> TASK LIST:
1. In the review of "Fire and Ice," condense the paragraph beginning "The movie has a lot of cool elements" into a short bulleted list that keeps its main facts.
2. According to the review of "Fire and Ice," what rating did the MPAA give the film?
3. Continue the review of "Fire and Ice" from its last sentence.
··· TEXT ···
Monday, April 6, 2020

Reeling Backward: "Fire and Ice"

Teegra encounters Otwa

"Fire and Ice" has more cheek than redeeming qualities.

This 1983 fantasy cartoon from director Ralph Bakshi and producer/illustrator Frank Frazetti received a PG rating from the MPAA despite being a virtual non-stop parade of nearly-bare butts and breasts. It's basically "Heavy Metal" with less blood and a thin sheen of material to cover up the good stuff.

It's one areola away from adulthood.

The movie has a lot of cool elements, but is still just a half-step above total garbage. The animation detail is pure Saturday morning cartoon quality, and some of the voice work is not much better. It's 81 minutes long but feels like it could easily lose 20 by excising the overlong shots of people running here or there.

And "Fire and Ice" goes into an excessive amount of unnecessary slo-mo, particularly as the camera leeringly lingers over female bodies in a way that seems designed to be juuuuuust palatable fare for 12-year-old boys.
··· ENTRIES ···
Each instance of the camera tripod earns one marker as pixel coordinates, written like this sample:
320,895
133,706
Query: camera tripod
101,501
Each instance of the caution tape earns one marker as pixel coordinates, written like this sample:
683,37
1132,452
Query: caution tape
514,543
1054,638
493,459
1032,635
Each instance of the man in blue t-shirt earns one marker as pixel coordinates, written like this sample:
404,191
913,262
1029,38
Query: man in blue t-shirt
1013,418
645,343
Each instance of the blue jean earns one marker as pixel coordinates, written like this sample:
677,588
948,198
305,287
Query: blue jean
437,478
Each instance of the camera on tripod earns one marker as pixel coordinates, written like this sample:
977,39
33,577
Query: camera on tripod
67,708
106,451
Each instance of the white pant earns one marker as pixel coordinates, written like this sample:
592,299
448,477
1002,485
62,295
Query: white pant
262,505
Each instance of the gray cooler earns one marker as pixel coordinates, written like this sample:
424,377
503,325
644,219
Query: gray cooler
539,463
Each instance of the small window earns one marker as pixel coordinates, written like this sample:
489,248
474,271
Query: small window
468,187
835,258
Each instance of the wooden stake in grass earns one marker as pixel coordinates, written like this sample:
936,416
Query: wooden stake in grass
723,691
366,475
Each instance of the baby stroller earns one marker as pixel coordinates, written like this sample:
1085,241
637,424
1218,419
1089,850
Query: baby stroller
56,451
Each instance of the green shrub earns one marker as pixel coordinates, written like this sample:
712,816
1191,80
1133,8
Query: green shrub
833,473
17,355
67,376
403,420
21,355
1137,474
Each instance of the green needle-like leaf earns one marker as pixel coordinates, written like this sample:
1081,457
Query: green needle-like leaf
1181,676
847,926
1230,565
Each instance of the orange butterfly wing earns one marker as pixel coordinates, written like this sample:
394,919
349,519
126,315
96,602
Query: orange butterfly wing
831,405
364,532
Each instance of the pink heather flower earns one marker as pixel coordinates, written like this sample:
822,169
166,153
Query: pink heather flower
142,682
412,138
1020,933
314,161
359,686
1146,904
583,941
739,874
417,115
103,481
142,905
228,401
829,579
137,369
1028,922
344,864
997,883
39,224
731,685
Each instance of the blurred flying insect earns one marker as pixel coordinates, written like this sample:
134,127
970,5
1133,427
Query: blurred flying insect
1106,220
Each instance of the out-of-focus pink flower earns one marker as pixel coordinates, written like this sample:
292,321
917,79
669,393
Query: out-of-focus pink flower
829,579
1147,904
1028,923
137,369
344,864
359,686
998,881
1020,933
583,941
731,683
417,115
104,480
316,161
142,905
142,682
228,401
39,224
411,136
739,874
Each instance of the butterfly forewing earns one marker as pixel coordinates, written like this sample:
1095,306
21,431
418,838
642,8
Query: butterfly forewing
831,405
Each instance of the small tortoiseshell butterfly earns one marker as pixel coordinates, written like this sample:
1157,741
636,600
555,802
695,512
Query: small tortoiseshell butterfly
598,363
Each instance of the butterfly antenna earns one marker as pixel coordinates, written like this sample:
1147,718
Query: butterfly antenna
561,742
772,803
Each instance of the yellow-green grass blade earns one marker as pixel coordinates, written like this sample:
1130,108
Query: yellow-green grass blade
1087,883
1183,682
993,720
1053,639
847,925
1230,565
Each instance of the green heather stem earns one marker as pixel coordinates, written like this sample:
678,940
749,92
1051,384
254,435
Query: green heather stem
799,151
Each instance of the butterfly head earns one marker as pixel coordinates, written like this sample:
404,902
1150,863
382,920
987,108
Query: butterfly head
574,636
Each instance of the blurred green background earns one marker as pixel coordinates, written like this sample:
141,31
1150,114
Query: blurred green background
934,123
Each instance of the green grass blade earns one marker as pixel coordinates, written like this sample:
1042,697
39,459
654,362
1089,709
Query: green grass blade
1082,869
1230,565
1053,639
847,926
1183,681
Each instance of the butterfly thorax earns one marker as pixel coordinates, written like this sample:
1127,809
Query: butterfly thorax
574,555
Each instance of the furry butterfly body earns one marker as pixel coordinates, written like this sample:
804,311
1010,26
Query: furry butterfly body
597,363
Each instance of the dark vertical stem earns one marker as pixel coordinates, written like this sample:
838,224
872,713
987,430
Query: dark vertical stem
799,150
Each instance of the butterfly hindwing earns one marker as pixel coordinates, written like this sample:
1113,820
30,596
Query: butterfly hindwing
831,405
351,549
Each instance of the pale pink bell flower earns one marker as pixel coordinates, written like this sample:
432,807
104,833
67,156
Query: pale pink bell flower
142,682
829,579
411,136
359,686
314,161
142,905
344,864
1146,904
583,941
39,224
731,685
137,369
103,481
···
> TASK ANSWERS:
1.
- Has many cool elements but is only a half-step above total garbage
- Animation detail is Saturday morning cartoon quality
- Some voice work is not much better
- Runs 81 minutes but could easily lose 20 by cutting overlong shots of people running

2. PG

3.
The film combines elements of both "low" and "high" fantasy -- the former being more closely aligned with Conan and his ilk and the latter with hobbits. When you say high fantasy, think kings and wizards and powerful magic and world-ending stories. Low fantasy is more like a Dungeons & Dragons campaign, with bloodier quests for individual glory.

There was a brief heyday of fantasy movies in the late 1970s and early '80s, including some pretty gory fare with "Conan the Barbarian," "Excalibur," "Heavy Metal" and so on. As I've previously opined, I think the roots of its destruction were sown when they tried to extend fantasy filmmaking into family-friendly spheres.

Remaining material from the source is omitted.